- _DIRECTIONS FOR THIS TASK_
Format the entries from the line containing "You must identify where the banner" up to and including the line containing "[90,137,154,396]" as a JSON list of strings, one string per line, skipping blank lines.

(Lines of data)
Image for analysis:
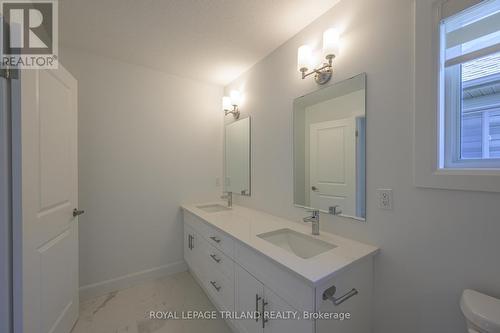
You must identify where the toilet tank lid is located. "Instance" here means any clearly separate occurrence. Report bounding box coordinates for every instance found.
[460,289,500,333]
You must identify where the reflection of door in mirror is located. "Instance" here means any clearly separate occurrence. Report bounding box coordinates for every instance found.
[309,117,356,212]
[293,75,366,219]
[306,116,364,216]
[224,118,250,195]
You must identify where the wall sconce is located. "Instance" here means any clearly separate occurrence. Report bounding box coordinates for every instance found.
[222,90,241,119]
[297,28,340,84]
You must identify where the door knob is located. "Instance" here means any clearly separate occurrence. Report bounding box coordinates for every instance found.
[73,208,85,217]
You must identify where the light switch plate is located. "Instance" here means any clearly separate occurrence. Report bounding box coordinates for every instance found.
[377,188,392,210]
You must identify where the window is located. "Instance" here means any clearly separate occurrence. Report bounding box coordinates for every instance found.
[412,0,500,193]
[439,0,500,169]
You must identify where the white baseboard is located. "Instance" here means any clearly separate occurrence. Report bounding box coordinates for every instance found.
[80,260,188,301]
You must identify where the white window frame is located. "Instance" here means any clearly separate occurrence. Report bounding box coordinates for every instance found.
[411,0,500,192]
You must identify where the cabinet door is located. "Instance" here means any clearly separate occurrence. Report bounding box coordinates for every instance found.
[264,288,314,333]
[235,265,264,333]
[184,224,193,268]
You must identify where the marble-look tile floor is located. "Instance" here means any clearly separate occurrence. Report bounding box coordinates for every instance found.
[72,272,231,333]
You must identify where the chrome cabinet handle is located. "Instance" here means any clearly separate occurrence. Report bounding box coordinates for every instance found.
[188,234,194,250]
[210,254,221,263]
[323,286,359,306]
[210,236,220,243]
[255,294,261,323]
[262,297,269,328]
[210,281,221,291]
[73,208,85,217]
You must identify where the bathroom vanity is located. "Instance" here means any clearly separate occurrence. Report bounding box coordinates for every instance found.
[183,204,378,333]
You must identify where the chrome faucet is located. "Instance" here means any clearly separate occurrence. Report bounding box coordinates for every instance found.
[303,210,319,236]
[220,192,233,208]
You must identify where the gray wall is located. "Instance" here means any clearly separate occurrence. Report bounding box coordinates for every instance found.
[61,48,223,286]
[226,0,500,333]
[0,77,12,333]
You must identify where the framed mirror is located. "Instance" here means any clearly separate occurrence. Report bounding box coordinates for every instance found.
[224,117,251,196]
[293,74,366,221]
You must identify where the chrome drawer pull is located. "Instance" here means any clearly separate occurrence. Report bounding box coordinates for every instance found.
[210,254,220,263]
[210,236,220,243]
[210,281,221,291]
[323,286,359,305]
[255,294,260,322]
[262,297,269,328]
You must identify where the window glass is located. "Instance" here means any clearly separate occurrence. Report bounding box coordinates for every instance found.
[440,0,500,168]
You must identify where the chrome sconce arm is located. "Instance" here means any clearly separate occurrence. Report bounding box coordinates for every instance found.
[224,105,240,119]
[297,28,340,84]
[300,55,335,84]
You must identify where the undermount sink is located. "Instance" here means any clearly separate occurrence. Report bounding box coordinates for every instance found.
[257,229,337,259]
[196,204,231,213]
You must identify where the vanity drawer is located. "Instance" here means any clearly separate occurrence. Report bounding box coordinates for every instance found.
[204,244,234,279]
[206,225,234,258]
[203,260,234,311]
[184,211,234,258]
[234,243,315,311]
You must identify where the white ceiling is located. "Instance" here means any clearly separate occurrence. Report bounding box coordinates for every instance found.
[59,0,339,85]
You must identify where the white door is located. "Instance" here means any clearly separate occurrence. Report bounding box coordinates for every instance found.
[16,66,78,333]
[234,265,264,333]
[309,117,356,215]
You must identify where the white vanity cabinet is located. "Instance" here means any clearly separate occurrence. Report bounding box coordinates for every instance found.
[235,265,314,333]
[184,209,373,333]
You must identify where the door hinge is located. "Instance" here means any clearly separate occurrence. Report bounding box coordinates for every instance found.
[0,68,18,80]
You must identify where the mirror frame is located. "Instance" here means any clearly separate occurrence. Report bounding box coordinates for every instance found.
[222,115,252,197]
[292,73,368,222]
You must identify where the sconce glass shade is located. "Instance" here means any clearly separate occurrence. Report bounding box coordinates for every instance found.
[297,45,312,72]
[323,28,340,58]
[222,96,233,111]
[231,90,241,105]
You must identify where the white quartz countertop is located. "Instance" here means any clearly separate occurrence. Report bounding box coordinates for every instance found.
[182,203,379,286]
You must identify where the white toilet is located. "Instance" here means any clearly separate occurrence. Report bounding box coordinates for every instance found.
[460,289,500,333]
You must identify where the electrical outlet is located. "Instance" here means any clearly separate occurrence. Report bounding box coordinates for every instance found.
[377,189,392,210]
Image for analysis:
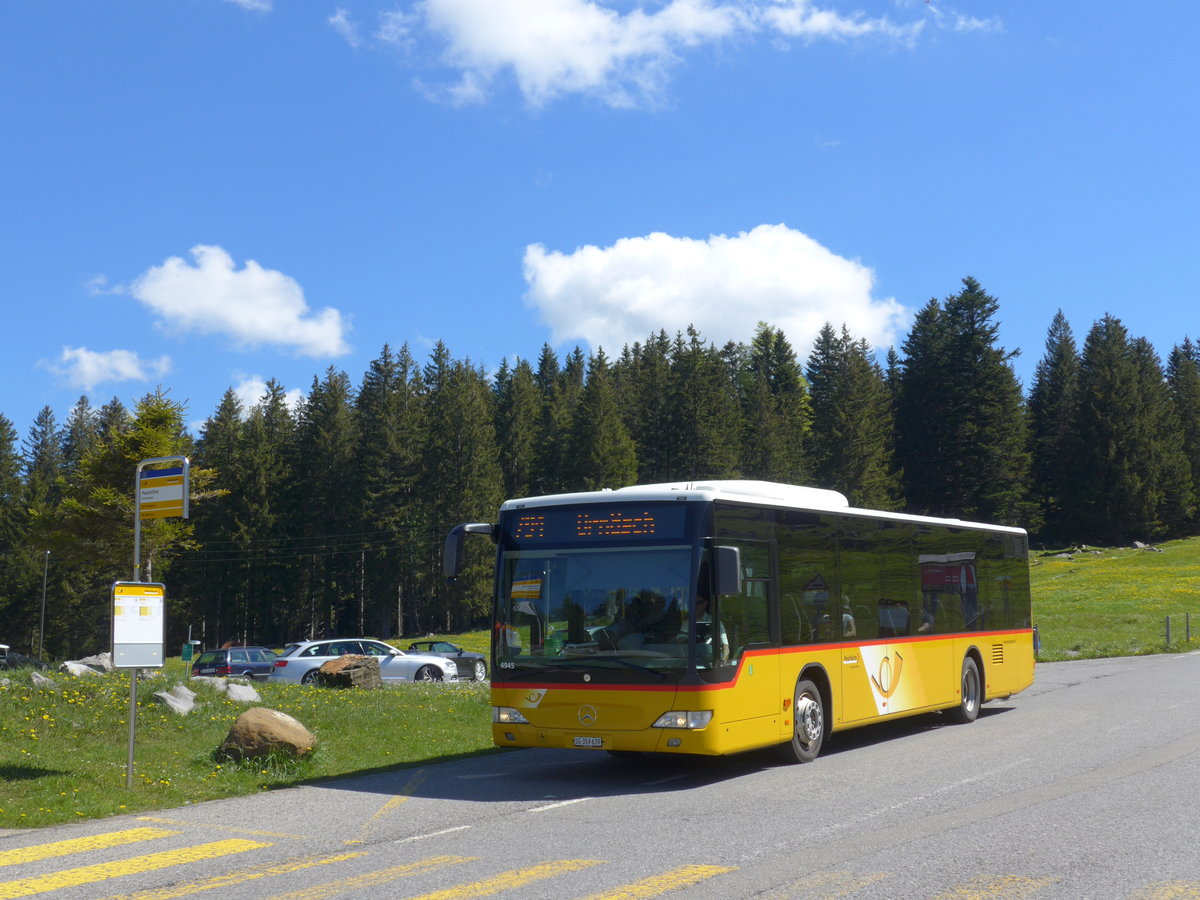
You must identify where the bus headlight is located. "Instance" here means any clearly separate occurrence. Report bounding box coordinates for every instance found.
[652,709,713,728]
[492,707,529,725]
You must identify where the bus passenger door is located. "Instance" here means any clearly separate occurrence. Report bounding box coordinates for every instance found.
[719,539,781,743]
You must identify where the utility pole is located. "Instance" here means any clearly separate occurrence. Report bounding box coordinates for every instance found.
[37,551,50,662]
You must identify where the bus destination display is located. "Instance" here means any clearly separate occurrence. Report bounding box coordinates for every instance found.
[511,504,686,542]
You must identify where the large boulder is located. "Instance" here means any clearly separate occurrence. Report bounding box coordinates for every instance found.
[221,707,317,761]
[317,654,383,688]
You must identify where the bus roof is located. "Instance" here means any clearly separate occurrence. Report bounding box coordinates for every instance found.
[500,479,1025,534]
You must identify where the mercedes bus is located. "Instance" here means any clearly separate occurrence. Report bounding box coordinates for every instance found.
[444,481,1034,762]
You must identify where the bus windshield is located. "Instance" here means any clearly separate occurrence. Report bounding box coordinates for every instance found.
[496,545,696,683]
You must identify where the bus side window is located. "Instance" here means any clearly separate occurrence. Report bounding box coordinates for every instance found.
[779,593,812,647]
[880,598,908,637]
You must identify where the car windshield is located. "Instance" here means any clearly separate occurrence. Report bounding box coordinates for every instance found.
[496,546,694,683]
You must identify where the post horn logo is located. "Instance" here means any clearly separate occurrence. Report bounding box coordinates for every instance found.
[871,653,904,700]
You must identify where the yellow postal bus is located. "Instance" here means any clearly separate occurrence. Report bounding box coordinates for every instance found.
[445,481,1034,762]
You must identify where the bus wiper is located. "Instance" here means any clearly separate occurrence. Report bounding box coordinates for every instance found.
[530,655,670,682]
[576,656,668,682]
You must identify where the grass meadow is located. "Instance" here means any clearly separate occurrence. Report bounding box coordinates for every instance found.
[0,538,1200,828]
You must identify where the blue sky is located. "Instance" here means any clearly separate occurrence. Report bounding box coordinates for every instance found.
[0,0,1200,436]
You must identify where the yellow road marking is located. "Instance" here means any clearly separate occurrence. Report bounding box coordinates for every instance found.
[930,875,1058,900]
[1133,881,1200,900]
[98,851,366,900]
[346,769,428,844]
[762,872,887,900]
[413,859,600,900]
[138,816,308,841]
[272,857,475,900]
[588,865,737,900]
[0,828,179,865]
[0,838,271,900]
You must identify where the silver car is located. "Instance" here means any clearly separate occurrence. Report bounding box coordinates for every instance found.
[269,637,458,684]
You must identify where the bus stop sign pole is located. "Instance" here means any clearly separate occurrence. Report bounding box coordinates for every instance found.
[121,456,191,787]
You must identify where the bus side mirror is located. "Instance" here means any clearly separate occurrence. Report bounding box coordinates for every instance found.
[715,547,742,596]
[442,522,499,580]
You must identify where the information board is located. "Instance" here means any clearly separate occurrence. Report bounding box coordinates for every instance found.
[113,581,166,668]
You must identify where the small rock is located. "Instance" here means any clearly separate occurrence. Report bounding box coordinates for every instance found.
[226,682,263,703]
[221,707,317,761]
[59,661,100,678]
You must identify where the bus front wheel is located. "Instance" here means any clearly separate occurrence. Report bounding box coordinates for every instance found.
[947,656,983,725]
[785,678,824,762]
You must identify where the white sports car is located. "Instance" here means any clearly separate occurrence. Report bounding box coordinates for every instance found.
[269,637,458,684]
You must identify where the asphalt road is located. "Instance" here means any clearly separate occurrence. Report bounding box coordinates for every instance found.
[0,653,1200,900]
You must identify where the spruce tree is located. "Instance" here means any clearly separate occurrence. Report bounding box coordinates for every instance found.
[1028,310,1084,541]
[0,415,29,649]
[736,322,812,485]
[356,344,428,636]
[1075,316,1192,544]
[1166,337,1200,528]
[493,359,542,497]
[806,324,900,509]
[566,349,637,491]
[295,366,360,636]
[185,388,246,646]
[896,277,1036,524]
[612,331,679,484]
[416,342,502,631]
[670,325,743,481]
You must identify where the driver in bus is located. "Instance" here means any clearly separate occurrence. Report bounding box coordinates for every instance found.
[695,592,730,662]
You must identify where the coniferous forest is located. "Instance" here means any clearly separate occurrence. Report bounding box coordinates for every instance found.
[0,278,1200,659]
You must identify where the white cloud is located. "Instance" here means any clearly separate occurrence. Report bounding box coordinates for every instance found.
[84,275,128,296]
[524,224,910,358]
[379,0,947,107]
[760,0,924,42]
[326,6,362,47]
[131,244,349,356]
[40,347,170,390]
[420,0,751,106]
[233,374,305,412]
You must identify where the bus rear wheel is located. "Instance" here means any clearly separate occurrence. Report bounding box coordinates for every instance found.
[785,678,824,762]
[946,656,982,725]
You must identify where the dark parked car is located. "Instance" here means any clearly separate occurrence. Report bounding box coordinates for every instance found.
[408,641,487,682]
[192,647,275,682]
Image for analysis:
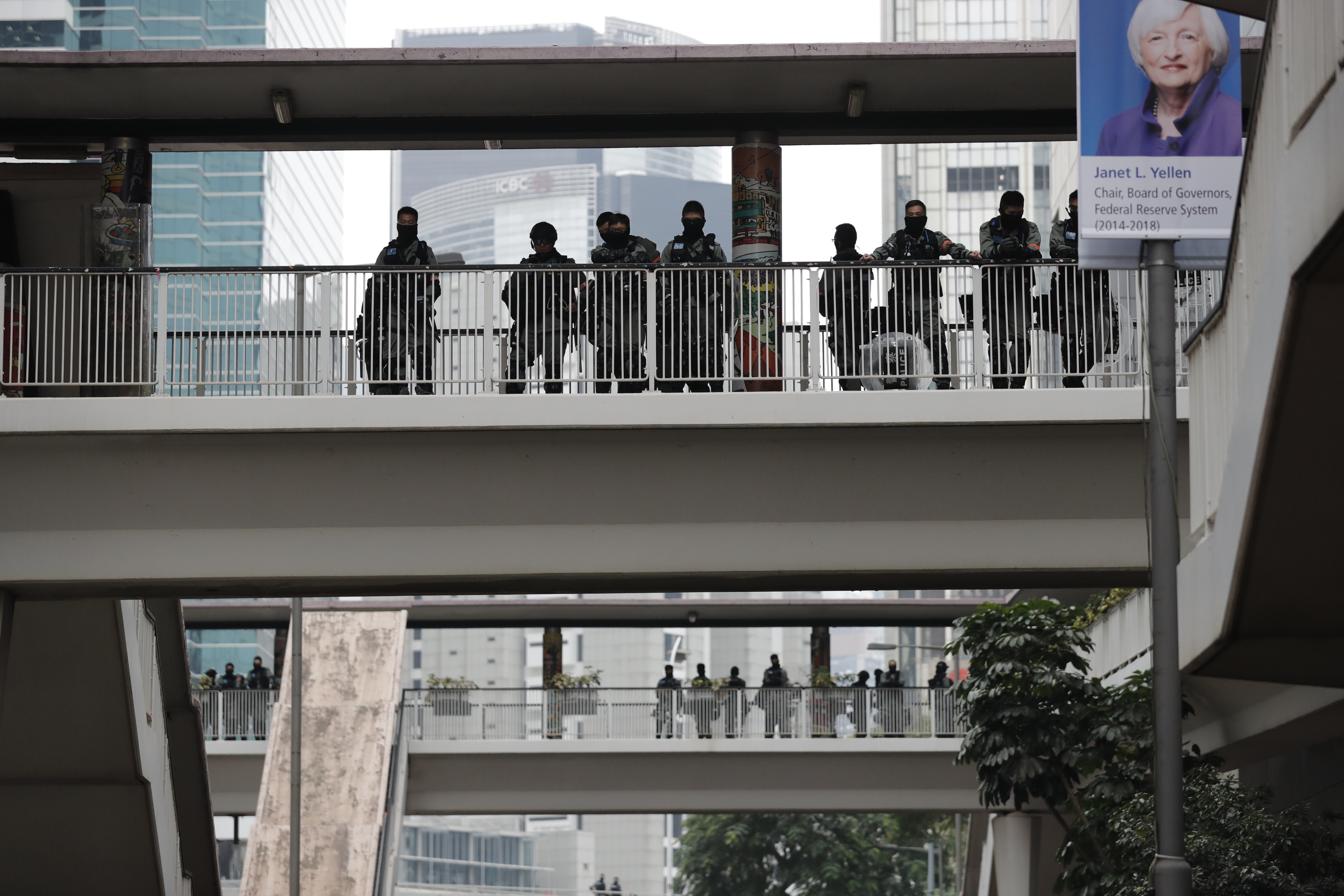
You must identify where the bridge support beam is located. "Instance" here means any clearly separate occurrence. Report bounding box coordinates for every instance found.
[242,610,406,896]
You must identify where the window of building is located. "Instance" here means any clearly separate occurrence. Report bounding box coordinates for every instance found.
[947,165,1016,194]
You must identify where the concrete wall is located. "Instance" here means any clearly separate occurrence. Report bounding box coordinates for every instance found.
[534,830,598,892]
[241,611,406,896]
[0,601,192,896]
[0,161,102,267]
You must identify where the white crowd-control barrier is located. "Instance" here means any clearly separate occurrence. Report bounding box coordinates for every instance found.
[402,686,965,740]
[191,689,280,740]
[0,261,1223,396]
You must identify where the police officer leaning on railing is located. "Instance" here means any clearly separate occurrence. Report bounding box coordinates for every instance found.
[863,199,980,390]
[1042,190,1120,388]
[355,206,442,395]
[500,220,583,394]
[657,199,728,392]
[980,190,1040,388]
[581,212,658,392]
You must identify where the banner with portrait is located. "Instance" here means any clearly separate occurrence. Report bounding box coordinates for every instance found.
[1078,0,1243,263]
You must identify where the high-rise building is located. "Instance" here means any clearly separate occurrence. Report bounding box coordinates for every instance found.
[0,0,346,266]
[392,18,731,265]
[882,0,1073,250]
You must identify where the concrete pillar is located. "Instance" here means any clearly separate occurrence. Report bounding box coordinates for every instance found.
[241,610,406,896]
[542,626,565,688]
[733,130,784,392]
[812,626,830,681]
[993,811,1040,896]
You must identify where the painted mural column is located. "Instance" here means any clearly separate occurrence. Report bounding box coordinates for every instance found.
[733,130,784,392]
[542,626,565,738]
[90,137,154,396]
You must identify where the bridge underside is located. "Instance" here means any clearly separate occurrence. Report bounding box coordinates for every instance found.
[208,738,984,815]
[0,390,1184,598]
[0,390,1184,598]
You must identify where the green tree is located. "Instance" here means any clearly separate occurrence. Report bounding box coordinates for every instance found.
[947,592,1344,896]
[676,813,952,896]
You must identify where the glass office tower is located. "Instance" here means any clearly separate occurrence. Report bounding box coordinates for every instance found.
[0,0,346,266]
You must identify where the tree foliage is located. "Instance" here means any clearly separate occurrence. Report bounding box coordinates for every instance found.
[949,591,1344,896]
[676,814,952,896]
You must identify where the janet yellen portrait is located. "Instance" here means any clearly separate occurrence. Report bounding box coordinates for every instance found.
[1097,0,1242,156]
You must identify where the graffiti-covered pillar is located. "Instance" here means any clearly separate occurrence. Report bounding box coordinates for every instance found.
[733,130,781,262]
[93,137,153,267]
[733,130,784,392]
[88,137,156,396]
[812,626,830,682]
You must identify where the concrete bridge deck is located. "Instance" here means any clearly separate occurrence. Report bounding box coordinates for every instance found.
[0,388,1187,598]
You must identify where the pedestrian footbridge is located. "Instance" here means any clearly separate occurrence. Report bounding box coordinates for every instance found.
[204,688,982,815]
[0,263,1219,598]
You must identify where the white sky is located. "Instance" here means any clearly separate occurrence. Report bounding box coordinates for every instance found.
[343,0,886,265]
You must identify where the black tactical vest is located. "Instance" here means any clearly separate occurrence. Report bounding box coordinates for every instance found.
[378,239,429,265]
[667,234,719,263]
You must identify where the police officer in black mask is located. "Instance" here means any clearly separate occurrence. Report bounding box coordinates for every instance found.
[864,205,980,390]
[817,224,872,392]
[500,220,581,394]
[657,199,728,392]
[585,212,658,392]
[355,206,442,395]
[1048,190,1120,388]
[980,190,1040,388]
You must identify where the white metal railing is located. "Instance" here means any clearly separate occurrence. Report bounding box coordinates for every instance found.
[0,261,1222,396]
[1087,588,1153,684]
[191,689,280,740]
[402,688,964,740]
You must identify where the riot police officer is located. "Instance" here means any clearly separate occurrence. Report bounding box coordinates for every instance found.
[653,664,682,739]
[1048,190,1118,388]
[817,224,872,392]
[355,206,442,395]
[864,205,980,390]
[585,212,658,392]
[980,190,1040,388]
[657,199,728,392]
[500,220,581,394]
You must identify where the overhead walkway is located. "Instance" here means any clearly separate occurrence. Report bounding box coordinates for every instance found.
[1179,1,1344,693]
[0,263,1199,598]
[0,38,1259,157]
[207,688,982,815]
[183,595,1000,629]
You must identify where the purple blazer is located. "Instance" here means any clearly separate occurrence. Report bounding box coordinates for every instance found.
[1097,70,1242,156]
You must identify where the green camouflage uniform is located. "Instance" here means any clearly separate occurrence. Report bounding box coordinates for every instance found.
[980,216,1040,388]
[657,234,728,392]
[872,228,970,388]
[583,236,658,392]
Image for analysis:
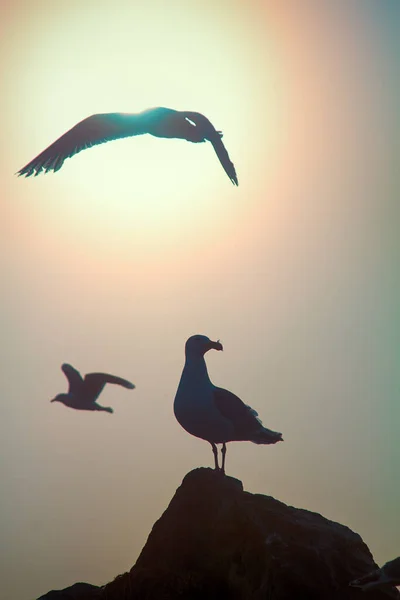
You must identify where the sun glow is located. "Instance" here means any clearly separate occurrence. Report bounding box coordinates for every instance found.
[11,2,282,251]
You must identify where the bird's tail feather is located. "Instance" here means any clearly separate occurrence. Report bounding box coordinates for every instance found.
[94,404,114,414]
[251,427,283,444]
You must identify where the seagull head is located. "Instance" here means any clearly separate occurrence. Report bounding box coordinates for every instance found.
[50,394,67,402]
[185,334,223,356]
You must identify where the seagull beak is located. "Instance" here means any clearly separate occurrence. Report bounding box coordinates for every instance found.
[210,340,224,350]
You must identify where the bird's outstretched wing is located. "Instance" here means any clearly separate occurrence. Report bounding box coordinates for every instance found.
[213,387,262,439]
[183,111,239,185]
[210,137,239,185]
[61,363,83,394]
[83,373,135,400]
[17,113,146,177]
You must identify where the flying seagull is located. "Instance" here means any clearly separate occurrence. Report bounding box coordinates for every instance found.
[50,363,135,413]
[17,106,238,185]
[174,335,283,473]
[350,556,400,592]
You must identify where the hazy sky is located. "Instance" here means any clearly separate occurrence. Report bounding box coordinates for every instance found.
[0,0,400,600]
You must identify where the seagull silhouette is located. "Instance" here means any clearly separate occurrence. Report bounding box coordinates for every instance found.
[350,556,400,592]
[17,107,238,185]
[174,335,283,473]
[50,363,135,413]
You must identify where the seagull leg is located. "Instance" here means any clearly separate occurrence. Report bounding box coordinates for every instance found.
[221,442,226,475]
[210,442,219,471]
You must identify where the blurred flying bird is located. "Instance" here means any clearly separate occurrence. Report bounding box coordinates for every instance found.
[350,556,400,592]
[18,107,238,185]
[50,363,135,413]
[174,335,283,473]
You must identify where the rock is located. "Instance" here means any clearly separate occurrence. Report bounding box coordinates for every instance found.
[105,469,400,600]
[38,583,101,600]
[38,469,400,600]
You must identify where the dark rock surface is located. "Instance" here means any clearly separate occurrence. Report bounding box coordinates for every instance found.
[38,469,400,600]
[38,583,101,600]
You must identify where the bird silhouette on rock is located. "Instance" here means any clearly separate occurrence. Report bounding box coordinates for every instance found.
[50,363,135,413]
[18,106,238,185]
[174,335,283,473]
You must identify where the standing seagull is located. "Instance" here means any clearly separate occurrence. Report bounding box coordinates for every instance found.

- _IN RESPONSE_
[
  "You must identify where the banner with portrait is located. \"Instance\" here means any clearly separate occurrence. Report bounding box coordinates for every instance found.",
  "[1078,0,1243,263]",
  "You must identify where the high-rise building is located. \"Instance\" here means any clearly separate occurrence. Report bounding box coordinates for every instance found.",
  "[0,0,346,266]",
  "[392,18,731,265]",
  "[882,0,1073,250]",
  "You must identify where the concrete pillar is located. \"Instance\" here means any clearly separate occurrence. Report bounding box coordinates for every instance found.",
  "[241,610,406,896]",
  "[542,626,565,688]",
  "[733,130,784,392]",
  "[812,626,830,681]",
  "[993,811,1040,896]",
  "You must identify where the painted mural column is located. \"Instance\" here means any clearly separate occurrence. Report bounding box coordinates for every instance found.",
  "[733,130,784,392]",
  "[542,626,565,738]",
  "[90,137,154,396]"
]